__PROBLEMS TO WORK ON__
- A) From the study summary, list the hardware components that the device is built from.
- B) Translate this sentence from the study summary into Spanish: "The automated device demonstrated high precision, with less than 1.5% relative error in positioning."
- C) Answer these questions using the study summary.
(i) What liquid does the device submerge specimens in?
(ii) How did the cooling rates from automated submersion compare with those from manual methods?
(iii) What volume of insemination straw was used in the practical application testing?

__PASSAGE TO READ__

========================================================================

Purpose of the Study:

  • To develop and validate a low-cost, portable automated device for programmable specimen submersion in liquid nitrogen.
  • To enable precise control over cooling rates for vitrification applications.
  • To assess the device's precision, reliability, and practical functionality.

Main Methods:

  • A device utilizing a stepper motor, linear actuator, and 3D-printed robotic arm was designed for programmable vertical sample submersion.
  • The device's precision in positioning was validated by measuring starting height and submersion distance errors.
  • Cooling rates were compared between automated and manual submersion and assessed using a standard insemination straw.

Main Results:

  • The automated device demonstrated high precision, with less than 1.5% relative error in positioning.
  • Automated submersion achieved cooling rates statistically indistinguishable from manual methods.
  • Practical application testing with a 0.25 mL insemination straw confirmed functionality and achieved cooling rates consistent with literature and computational predictions.

Conclusions:

  • The developed automated device offers a precise, reliable, and cost-effective solution for rapid specimen cooling in vitrification.
  • Its portability and compatibility with various cryogenic containers enhance its utility in cryobiology research and applications.
  • The device's performance validates its potential to improve the consistency and success rates of cryopreservation.

========================================================================

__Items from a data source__
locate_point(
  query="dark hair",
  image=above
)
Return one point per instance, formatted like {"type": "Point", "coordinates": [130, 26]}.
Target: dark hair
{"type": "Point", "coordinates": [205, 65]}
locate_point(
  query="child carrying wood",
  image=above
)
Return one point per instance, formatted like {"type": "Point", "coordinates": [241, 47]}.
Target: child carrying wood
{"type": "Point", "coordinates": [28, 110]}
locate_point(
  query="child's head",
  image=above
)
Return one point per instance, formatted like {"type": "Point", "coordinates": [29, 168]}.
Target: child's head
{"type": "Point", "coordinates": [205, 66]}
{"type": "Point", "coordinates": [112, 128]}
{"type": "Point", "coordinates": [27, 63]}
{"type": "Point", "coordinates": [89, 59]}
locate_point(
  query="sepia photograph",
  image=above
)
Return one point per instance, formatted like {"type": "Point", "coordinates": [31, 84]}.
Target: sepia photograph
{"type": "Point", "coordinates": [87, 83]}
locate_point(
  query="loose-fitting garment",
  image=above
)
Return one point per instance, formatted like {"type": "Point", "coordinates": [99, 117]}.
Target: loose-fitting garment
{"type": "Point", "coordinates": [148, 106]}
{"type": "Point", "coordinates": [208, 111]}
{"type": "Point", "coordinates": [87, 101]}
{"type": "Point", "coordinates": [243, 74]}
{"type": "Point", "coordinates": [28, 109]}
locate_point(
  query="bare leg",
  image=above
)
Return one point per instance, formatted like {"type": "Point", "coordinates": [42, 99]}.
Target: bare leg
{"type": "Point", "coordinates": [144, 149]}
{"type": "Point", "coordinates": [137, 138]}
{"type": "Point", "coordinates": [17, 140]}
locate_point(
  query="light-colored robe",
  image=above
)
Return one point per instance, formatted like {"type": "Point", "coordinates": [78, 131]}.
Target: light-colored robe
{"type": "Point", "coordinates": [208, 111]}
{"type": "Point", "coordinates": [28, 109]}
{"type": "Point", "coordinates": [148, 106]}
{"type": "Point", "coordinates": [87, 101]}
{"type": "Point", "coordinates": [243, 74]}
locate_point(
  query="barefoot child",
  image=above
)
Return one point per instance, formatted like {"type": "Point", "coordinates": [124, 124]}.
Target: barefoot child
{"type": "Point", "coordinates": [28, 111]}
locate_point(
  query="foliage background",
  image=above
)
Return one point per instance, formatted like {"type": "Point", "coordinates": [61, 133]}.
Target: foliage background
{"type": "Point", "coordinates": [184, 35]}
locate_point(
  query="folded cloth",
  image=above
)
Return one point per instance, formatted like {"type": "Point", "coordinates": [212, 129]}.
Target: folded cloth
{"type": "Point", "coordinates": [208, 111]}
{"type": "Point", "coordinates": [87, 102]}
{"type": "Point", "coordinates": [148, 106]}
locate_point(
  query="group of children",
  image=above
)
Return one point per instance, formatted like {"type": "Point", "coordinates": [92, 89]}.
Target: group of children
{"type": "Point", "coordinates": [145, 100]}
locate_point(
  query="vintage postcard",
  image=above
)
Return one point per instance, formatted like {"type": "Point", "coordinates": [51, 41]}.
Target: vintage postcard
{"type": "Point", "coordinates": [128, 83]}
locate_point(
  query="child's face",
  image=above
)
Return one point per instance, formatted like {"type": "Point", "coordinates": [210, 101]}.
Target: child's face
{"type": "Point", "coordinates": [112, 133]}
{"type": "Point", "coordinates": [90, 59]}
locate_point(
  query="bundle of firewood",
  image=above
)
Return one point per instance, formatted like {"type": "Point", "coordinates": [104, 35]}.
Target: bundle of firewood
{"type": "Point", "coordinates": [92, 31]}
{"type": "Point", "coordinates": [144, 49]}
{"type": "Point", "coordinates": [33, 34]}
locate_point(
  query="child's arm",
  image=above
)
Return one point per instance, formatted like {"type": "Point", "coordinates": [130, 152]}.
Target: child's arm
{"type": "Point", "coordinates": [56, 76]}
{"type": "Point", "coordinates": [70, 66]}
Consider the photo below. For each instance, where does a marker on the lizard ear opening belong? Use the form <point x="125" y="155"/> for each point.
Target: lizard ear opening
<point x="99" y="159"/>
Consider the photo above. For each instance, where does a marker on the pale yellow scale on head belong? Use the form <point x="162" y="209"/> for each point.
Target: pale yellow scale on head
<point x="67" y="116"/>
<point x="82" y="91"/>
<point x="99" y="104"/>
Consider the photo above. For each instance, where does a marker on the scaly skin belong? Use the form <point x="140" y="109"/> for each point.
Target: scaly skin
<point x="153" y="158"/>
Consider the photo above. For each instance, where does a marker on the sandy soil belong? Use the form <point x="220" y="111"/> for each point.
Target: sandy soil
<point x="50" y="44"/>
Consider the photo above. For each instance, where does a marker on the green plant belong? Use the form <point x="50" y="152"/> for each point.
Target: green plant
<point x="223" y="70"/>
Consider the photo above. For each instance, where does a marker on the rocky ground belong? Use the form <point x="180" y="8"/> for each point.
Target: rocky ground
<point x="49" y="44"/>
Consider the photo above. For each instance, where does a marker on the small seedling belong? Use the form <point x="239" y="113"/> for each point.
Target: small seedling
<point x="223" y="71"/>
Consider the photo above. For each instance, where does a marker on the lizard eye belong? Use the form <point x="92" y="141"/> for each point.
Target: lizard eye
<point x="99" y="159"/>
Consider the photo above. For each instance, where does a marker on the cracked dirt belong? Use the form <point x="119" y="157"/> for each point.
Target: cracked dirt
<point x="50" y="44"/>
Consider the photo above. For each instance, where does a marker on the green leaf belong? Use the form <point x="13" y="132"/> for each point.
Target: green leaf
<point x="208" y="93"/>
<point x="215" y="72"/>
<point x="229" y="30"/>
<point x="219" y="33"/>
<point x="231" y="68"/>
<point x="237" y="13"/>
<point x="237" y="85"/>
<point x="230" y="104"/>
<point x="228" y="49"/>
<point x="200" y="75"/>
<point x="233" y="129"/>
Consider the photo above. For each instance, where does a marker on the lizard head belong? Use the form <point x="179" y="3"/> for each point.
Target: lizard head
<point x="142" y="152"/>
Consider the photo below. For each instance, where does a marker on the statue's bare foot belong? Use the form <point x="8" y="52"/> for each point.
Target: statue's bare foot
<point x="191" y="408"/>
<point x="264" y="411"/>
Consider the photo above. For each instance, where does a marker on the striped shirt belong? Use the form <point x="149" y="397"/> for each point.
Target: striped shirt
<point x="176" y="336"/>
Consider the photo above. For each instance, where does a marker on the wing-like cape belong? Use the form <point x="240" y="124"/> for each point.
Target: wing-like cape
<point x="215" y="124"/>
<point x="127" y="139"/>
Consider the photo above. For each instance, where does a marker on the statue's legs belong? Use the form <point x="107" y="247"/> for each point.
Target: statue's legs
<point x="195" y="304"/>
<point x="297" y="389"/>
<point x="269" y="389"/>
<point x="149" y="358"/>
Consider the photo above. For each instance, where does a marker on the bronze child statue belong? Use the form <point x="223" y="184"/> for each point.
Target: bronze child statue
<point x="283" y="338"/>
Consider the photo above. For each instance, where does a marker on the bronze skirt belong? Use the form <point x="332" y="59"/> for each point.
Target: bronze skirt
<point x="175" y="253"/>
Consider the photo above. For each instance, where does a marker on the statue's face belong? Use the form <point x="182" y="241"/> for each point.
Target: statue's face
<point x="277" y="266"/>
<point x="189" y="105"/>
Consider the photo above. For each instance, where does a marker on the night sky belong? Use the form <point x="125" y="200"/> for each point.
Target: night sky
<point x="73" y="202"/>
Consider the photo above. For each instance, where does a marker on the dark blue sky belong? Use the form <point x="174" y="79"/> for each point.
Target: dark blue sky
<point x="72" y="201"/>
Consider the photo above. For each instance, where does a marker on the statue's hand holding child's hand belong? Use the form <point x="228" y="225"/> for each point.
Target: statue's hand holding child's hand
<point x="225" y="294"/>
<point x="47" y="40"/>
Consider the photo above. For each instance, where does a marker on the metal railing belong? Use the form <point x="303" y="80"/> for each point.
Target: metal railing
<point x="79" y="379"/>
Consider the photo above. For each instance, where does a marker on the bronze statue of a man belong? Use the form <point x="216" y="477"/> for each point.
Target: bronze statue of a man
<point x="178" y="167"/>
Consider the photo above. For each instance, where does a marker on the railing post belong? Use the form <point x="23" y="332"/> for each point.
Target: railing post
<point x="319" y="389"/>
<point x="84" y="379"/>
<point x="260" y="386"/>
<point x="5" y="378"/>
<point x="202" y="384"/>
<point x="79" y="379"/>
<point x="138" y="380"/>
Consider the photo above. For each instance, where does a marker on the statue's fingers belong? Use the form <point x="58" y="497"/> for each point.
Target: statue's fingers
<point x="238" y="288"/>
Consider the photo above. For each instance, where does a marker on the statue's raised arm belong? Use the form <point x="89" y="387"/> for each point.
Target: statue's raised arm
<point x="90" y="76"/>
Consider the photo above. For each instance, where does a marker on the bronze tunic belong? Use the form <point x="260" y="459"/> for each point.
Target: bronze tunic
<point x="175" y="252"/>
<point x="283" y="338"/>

========================================================================

__TASK-BY-TASK ANSWERS__
- A)
stepper motor
linear actuator
3D-printed robotic arm

- B) El dispositivo automatizado demostró una alta precisión, con menos de un 1,5 % de error relativo en el posicionamiento.

- C)
(i) Liquid nitrogen.
(ii) They were statistically indistinguishable.
(iii) 0.25 mL.